Could you return, word for word, the passage of the message on ARM Neon misaligned access from "Mon Nov 30 15:43:00" to "and vector copies?"?

• **DOCUMENT TEXT**
+++

[PATCH, ARM] Misaligned access support for ARM Neon

Mon Nov 30 15:43:00 GMT 2009

On Mon, 30 Nov 2009, Paul Brook wrote:

> Are you saying you think the vectorizer should be using vldr, not vld1?
> Or that you don't like this particular way of distinguishing between array 
> loads and vector copies?
> Or that we also need to fix whichever bits of the autovectorizer that know 
> about vector layout and remove the BYTES_BIG_ENDIAN hack in 
> arm_vector_always_misalign?

For misaligned support to work for big-endian, I believe the vectorizer 
needs to know exactly what the effects of the misaligned loads are.  The 
support is presently disabled for big-endian (despite the always_misalign 
code) because, for example, the vectorizer expected to be able to do an 
operation one operand of which was the result of a misaligned load and the 
other operand of which was a constant, without knowing that the constant 
elements needed to be permuted in the same way they would have been by a 
misaligned load from memory.

+++

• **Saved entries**
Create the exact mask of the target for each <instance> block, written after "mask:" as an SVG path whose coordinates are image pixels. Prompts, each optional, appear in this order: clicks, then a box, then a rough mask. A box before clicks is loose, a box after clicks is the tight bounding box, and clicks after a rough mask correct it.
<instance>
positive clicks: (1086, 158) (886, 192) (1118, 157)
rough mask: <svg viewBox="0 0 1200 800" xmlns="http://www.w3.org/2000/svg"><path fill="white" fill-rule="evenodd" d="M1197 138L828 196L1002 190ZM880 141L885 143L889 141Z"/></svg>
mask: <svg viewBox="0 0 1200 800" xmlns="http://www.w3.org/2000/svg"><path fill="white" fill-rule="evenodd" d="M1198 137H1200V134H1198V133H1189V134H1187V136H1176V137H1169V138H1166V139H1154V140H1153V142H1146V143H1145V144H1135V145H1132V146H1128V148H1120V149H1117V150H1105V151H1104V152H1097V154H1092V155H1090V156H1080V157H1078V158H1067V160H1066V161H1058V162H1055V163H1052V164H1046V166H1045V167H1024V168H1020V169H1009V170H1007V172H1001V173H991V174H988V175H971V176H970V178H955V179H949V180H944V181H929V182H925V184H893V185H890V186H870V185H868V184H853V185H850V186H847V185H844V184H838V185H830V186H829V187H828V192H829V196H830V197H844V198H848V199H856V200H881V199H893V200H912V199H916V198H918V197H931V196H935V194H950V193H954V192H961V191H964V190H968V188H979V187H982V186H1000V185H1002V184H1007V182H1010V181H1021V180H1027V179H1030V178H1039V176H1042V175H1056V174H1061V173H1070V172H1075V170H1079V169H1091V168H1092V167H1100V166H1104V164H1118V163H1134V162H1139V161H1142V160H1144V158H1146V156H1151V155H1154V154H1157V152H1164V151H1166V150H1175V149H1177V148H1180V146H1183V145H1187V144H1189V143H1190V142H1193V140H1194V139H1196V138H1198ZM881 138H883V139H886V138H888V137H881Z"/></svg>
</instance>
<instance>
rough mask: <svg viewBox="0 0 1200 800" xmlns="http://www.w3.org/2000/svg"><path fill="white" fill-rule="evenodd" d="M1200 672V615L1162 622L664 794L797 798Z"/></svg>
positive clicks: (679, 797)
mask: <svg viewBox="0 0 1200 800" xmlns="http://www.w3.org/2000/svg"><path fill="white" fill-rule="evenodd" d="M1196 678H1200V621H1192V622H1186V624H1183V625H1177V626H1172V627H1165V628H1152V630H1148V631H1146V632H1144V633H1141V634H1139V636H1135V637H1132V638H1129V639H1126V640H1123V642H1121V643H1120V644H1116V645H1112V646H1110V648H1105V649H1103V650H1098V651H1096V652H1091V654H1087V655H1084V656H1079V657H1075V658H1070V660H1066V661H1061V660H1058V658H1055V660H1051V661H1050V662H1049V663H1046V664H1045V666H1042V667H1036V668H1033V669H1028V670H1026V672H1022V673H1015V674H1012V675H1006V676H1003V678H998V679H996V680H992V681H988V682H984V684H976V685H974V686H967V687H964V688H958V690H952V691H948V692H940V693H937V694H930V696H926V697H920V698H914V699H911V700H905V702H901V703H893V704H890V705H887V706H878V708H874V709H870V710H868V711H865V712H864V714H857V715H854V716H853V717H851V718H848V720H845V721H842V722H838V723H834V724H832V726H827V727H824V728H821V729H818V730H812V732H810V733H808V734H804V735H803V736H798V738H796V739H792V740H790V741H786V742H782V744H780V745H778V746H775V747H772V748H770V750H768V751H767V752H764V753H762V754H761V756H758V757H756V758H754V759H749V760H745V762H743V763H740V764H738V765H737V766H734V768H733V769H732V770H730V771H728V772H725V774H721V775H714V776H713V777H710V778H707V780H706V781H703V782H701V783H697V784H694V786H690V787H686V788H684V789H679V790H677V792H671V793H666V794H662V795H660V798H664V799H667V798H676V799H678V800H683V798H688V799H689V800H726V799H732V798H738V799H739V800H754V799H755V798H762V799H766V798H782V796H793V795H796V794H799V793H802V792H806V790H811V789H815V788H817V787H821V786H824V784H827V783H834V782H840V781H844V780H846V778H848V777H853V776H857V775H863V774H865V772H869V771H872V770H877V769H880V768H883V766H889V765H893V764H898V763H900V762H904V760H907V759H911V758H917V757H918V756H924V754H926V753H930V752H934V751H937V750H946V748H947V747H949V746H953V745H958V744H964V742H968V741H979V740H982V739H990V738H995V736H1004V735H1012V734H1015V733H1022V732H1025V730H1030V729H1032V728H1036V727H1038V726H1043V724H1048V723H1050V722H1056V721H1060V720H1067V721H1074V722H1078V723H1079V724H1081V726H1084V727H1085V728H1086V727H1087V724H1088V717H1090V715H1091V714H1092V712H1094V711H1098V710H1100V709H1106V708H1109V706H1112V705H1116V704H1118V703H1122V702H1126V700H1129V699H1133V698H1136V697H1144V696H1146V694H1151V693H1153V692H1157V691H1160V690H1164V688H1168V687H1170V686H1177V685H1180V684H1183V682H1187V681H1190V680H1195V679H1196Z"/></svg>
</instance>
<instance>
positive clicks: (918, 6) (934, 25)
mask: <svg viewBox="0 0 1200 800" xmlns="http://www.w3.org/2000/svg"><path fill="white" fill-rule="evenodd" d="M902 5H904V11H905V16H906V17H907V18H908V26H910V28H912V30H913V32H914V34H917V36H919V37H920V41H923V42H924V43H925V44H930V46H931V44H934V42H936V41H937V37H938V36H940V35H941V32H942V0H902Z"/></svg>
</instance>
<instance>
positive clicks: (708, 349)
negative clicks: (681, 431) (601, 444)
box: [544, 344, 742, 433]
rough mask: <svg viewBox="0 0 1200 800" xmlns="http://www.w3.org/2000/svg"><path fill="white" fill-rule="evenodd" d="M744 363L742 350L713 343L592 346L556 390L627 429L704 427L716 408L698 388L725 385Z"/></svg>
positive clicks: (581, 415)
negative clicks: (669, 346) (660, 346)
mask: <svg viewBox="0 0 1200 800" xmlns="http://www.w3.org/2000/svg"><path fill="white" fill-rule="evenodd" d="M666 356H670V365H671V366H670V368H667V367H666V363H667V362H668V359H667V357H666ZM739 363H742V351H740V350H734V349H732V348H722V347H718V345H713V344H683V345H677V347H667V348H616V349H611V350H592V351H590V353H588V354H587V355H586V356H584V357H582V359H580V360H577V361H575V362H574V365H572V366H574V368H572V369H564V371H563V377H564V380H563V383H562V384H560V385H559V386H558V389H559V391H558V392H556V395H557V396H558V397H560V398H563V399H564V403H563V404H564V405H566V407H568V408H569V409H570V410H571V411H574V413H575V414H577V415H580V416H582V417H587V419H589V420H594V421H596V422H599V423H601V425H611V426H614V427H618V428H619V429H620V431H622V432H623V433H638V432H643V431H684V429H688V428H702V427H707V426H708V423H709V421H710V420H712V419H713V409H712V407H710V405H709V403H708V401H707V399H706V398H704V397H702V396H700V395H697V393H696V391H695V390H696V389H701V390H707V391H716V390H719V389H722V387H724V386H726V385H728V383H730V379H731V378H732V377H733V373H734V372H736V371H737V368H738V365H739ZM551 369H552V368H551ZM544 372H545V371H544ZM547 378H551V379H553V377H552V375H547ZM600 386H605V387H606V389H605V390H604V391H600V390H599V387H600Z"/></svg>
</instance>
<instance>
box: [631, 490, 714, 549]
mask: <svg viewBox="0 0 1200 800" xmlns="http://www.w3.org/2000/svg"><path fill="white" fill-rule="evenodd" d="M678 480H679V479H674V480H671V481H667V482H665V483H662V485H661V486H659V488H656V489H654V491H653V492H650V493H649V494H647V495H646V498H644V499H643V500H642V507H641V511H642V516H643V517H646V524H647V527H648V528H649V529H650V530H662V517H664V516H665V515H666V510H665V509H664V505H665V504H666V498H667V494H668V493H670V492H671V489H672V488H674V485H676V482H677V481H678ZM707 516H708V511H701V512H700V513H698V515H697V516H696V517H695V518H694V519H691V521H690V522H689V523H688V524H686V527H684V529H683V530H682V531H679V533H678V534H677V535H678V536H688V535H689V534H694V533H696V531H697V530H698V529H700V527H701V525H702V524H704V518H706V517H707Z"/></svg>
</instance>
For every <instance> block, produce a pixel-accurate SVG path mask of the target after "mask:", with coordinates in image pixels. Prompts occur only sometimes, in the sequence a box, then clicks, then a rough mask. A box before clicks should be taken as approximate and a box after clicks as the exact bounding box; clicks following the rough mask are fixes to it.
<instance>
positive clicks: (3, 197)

+++

• **ANSWER SPACE**
Mon Nov 30 15:43:00 GMT 2009

On Mon, 30 Nov 2009, Paul Brook wrote:

> Are you saying you think the vectorizer should be using vldr, not vld1?
> Or that you don't like this particular way of distinguishing between array 
> loads and vector copies?